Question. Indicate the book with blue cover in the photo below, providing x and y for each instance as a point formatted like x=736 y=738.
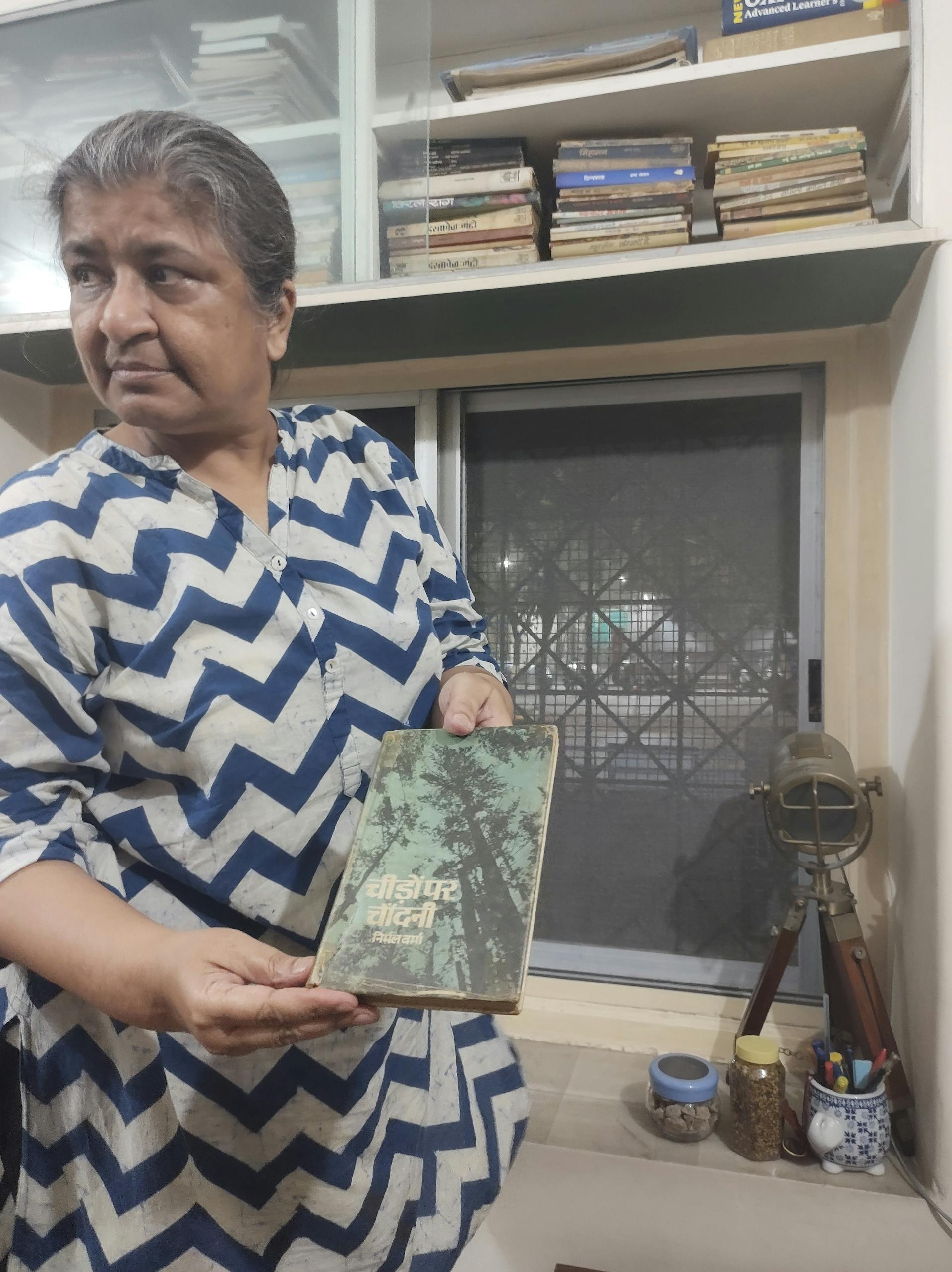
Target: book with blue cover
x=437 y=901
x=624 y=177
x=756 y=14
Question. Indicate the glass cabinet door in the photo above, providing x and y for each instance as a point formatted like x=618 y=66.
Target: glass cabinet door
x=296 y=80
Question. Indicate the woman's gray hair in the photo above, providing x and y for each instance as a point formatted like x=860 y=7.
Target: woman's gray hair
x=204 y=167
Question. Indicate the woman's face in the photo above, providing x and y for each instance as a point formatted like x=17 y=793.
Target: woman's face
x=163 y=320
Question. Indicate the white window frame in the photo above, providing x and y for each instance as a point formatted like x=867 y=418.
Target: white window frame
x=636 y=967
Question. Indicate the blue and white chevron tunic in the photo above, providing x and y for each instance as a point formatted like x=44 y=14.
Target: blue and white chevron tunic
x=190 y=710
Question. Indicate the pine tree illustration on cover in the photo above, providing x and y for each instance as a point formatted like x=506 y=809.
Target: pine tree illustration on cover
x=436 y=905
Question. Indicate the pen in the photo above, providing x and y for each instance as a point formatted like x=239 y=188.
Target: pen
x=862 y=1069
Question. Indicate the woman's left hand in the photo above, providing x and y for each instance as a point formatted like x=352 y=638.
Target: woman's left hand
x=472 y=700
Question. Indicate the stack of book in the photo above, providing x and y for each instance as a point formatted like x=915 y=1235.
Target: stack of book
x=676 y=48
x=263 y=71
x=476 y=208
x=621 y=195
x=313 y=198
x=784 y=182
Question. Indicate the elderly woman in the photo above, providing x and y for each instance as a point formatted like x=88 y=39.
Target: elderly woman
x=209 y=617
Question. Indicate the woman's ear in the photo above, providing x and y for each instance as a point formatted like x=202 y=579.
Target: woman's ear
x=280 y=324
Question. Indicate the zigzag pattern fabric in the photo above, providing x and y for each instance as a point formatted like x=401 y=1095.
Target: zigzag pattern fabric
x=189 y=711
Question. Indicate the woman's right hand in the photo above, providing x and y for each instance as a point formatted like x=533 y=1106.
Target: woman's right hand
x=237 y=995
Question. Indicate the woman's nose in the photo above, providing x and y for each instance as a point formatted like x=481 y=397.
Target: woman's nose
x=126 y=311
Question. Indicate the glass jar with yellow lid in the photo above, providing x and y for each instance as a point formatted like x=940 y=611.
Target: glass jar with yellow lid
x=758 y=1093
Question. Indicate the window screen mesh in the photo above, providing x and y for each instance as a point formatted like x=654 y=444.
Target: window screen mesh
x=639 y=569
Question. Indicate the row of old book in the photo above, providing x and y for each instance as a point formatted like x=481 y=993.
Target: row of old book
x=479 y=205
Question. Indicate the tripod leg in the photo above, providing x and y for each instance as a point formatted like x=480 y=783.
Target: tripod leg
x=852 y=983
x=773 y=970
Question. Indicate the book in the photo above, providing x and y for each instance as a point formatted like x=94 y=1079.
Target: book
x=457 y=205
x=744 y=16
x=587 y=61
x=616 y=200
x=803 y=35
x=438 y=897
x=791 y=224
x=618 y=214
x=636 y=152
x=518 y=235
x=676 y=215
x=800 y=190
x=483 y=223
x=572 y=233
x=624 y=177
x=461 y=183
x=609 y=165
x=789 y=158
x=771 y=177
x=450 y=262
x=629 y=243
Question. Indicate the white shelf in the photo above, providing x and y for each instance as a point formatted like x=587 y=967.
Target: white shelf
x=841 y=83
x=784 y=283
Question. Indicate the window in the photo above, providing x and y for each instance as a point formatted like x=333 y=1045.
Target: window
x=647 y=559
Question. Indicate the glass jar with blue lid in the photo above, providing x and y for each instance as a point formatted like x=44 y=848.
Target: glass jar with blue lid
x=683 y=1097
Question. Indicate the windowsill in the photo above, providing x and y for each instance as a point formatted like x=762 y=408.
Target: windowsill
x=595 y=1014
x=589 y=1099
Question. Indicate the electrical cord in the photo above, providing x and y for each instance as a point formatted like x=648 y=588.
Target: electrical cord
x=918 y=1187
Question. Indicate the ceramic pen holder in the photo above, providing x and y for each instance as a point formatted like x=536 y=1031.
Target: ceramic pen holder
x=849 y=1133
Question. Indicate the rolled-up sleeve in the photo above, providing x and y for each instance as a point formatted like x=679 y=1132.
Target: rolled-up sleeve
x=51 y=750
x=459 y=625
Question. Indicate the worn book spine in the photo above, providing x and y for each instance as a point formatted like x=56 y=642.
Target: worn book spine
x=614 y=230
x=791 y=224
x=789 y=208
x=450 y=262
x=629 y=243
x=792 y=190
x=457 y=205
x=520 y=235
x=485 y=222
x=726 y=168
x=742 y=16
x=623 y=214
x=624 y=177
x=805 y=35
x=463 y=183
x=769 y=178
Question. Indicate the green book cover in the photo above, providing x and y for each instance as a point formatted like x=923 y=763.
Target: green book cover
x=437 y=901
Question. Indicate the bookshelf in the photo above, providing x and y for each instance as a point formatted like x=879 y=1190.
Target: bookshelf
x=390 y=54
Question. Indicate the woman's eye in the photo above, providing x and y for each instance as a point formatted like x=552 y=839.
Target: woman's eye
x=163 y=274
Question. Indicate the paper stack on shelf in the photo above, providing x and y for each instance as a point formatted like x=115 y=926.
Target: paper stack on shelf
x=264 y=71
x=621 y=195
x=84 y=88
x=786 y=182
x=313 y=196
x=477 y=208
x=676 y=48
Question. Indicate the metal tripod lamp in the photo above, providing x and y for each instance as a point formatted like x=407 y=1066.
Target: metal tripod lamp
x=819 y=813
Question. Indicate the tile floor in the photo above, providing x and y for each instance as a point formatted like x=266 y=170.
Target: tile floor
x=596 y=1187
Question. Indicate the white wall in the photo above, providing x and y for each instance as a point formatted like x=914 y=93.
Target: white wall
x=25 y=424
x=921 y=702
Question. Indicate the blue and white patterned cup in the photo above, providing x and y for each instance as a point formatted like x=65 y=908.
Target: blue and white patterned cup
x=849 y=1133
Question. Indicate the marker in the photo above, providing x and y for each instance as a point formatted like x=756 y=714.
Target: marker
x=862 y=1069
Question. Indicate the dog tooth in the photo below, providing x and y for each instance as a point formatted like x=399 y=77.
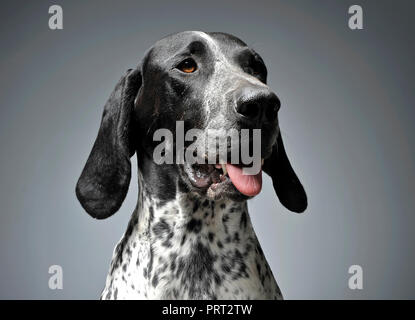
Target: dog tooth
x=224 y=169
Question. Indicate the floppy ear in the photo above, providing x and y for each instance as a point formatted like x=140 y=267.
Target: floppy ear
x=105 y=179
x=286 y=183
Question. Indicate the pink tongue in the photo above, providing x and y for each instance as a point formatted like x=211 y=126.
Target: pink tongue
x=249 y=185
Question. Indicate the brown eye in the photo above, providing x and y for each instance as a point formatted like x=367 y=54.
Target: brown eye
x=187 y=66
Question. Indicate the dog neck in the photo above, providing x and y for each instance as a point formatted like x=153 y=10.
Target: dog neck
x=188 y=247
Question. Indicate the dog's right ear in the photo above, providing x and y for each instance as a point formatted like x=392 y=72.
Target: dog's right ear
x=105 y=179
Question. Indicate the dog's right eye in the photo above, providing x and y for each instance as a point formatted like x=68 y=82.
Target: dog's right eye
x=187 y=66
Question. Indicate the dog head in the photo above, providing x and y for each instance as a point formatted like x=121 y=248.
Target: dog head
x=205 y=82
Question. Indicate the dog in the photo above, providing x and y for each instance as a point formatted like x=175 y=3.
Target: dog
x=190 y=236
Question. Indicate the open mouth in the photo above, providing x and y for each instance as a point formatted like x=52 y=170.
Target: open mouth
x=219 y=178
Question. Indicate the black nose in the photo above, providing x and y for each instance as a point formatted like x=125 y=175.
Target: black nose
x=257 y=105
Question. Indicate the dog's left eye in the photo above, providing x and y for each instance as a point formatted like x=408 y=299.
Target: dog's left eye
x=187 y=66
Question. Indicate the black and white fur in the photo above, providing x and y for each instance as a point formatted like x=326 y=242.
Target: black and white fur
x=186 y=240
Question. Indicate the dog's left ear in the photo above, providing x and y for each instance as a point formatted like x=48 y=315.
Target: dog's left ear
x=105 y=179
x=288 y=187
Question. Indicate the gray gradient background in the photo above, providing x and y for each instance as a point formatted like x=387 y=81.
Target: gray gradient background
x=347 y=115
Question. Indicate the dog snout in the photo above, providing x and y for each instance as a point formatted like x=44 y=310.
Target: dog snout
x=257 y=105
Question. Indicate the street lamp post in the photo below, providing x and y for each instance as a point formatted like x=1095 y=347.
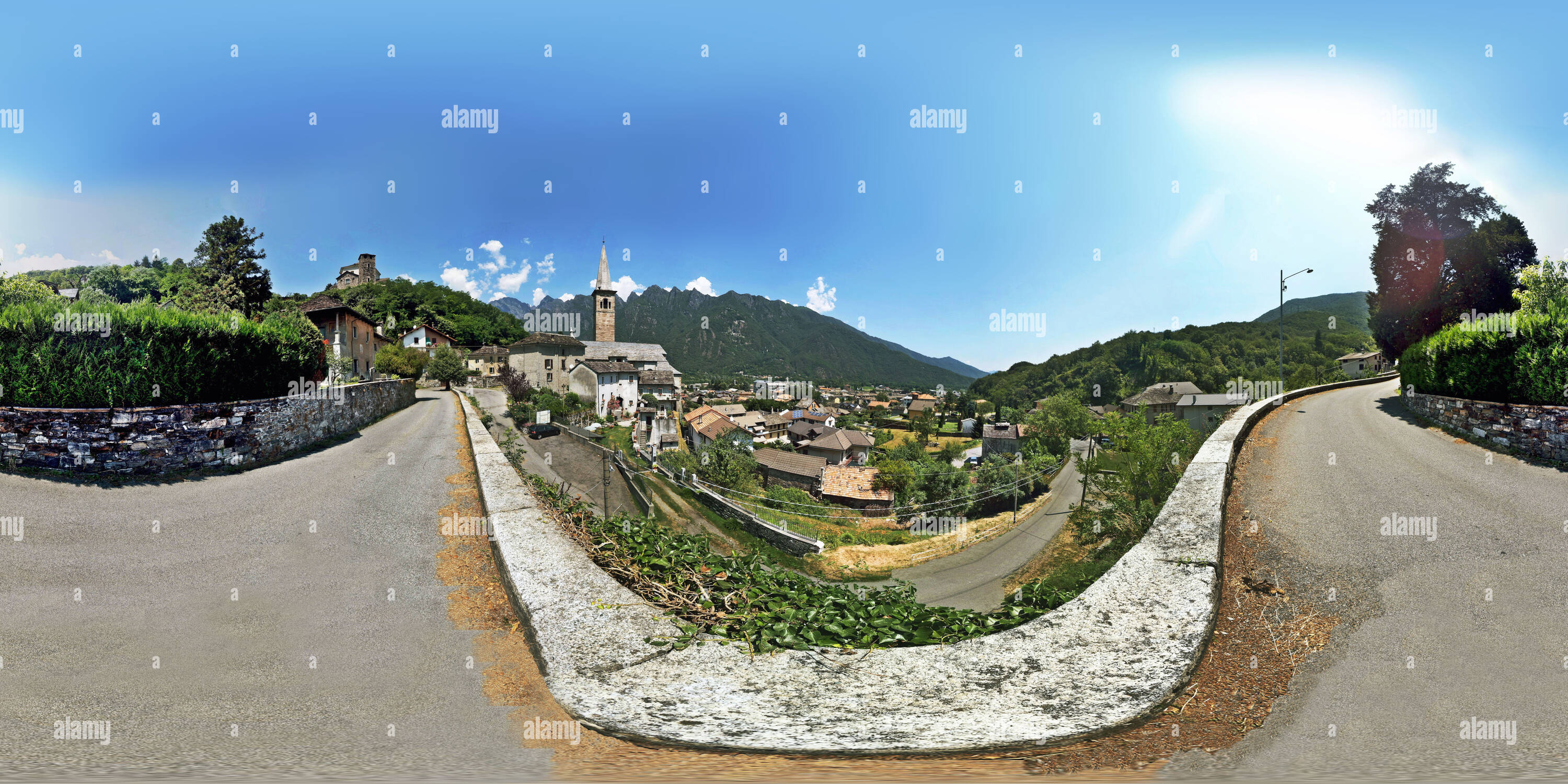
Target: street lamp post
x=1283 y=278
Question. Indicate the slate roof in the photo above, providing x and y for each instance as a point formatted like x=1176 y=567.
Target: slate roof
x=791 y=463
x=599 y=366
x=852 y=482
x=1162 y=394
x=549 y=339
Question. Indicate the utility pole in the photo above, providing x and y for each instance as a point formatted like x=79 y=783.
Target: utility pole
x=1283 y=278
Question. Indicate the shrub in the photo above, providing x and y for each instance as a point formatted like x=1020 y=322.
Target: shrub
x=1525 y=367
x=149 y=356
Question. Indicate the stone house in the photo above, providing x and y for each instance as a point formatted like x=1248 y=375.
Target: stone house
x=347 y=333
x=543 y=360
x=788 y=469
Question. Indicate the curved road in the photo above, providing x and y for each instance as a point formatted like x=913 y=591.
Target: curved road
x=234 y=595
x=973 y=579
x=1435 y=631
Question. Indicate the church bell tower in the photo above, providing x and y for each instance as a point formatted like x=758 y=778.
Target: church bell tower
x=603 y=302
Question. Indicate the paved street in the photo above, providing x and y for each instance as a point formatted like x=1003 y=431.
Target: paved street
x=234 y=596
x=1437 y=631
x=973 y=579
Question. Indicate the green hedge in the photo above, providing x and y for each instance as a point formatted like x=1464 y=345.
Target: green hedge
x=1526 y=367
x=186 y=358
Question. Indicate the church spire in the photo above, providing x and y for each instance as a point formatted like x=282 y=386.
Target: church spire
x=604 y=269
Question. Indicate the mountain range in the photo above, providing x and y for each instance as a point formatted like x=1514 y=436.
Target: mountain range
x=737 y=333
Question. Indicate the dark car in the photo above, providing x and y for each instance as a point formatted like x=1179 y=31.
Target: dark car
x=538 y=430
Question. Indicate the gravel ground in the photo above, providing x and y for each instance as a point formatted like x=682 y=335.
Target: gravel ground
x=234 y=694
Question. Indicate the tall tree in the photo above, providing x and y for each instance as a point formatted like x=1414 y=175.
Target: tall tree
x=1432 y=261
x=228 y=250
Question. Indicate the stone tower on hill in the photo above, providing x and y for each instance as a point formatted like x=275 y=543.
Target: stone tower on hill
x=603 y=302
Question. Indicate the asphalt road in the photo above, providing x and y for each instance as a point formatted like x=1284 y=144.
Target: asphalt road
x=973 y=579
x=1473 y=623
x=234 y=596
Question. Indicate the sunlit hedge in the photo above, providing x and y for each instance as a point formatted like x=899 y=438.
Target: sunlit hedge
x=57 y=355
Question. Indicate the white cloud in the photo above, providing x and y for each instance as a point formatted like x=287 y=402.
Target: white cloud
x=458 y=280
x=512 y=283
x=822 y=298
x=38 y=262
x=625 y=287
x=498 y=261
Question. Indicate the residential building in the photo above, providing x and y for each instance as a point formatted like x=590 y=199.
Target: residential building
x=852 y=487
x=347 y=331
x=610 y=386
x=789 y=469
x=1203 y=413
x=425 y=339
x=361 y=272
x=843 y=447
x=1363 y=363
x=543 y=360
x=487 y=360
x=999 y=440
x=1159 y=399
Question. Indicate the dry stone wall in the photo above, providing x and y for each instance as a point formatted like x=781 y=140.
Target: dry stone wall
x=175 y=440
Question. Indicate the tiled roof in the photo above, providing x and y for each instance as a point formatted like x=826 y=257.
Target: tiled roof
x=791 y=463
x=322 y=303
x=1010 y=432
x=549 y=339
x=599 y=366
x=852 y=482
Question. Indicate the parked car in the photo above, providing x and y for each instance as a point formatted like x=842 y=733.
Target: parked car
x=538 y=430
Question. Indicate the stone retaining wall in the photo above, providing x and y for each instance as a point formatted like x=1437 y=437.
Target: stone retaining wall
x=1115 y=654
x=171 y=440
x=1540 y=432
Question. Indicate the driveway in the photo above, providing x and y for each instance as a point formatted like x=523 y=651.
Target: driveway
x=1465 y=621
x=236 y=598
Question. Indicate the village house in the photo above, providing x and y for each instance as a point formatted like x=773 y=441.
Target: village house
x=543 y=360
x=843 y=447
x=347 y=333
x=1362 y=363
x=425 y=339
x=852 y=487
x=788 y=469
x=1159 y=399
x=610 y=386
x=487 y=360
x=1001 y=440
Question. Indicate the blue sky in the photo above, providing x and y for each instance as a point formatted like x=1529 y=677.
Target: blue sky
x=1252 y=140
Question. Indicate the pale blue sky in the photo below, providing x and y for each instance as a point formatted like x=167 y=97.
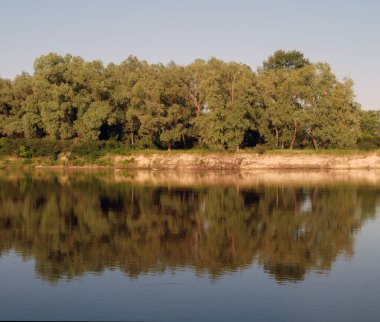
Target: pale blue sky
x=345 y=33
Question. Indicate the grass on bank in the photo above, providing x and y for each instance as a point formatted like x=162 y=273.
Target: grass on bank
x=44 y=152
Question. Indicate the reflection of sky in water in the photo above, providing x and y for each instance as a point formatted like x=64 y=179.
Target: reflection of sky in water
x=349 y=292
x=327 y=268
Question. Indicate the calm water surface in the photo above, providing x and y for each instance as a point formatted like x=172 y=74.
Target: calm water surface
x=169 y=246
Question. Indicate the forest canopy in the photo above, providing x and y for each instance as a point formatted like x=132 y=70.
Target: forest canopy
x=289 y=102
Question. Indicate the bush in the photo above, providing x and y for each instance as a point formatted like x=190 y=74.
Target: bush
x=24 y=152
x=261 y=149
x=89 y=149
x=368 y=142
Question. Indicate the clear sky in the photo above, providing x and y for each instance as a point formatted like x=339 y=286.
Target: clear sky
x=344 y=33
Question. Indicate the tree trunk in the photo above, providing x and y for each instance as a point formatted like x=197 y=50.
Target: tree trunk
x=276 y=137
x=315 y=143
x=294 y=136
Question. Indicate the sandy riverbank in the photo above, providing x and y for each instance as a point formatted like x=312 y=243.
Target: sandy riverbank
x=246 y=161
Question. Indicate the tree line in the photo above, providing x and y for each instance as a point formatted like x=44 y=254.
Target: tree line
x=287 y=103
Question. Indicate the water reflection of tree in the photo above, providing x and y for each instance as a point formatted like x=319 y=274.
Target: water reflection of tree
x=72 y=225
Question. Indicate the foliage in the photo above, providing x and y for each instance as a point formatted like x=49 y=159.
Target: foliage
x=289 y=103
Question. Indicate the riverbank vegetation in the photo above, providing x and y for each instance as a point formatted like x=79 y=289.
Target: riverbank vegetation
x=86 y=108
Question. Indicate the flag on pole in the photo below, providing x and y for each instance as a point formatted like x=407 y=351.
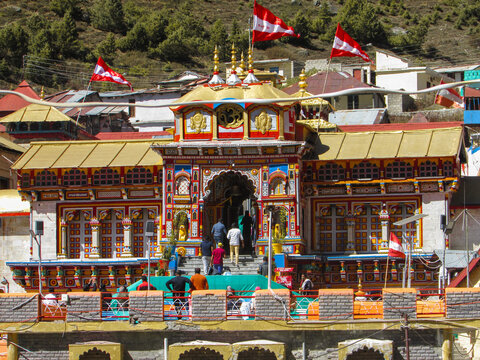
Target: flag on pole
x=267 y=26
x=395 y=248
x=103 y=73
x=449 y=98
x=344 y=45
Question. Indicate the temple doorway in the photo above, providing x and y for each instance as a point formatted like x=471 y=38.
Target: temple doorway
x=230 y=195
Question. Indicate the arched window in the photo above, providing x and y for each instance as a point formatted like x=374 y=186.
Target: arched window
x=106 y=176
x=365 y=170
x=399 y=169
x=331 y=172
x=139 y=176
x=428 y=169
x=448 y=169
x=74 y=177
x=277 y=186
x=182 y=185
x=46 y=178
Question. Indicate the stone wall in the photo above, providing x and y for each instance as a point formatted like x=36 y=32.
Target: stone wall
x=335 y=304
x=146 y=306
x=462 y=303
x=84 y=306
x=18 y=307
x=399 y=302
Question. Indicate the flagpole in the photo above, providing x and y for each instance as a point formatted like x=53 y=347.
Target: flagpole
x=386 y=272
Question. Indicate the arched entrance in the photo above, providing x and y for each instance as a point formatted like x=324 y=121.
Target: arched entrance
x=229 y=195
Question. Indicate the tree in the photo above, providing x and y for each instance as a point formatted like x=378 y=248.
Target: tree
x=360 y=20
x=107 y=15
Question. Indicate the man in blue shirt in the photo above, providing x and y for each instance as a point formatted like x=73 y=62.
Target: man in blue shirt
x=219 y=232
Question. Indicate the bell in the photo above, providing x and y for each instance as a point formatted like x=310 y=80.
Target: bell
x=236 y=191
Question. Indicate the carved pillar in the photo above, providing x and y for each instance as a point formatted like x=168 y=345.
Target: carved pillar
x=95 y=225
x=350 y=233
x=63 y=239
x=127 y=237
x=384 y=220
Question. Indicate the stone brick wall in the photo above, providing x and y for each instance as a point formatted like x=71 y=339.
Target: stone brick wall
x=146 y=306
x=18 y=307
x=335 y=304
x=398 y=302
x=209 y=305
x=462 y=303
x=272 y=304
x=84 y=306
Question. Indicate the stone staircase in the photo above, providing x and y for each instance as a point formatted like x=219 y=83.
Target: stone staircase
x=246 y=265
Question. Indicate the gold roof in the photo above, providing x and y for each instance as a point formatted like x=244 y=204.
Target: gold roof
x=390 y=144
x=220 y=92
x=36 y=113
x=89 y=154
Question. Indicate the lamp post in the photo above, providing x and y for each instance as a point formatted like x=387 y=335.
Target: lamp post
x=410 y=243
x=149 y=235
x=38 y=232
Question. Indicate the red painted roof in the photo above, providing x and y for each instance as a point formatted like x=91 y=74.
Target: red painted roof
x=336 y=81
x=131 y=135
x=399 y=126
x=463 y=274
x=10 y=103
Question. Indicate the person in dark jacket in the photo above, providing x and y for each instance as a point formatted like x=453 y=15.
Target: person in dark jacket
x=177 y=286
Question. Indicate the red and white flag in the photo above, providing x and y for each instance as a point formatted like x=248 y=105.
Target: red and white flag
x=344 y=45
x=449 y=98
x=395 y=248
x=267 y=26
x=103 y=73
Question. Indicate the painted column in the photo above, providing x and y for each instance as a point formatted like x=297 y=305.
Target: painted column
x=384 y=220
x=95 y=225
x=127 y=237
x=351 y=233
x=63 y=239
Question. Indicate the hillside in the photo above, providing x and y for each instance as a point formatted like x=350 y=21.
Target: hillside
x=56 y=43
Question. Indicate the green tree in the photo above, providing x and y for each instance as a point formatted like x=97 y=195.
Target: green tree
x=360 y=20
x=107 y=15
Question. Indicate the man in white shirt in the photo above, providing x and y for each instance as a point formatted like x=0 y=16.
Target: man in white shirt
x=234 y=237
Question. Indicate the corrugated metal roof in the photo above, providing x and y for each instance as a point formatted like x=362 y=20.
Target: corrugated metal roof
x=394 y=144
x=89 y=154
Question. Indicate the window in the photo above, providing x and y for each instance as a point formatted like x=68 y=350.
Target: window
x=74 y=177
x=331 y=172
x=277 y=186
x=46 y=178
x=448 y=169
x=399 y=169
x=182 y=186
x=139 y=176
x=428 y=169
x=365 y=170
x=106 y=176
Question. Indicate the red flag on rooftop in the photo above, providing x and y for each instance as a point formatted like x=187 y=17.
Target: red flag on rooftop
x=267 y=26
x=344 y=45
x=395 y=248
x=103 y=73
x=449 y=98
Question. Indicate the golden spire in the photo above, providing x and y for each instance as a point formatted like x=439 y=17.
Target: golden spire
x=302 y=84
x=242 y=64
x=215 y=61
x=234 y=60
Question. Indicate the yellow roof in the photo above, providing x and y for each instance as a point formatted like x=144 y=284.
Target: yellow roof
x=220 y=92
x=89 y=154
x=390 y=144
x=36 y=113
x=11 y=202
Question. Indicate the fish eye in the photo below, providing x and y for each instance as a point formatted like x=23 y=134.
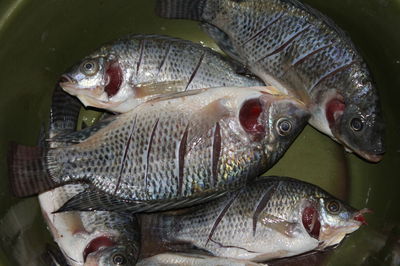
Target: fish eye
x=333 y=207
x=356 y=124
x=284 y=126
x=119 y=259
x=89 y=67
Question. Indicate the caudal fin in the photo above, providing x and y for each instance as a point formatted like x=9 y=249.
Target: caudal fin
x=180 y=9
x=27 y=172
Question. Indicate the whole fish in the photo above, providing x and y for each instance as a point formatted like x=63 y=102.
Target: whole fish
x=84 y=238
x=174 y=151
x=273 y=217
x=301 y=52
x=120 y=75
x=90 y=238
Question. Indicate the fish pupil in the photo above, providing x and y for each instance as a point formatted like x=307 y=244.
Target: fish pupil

##########

## Exercise brief
Of the entries above, repeat exactly the lines between the line with "Target: zigzag pattern fabric" and the line with "Question. Indicate the window screen", inclusive, and no others.

## Exercise answer
Target: zigzag pattern fabric
x=189 y=711
Question. Indicate the woman's right hand in the photo above, providing x and y for each instance as a point formatted like x=533 y=1106.
Target: woman's right hand
x=237 y=995
Question. Indicate the woman's nose in the photo above, providing x and y for each instance as a point formatted like x=481 y=397.
Target: woman's nose
x=126 y=311
Question. Indicate the glass jar with yellow lid in the photo above, providing x and y for each instance as a point formatted like x=940 y=611.
Target: glass jar with yellow lid
x=758 y=1093
Question. Indicate the window screen mesh in the photo above, providing x and y for each instance as a point formatted like x=654 y=444.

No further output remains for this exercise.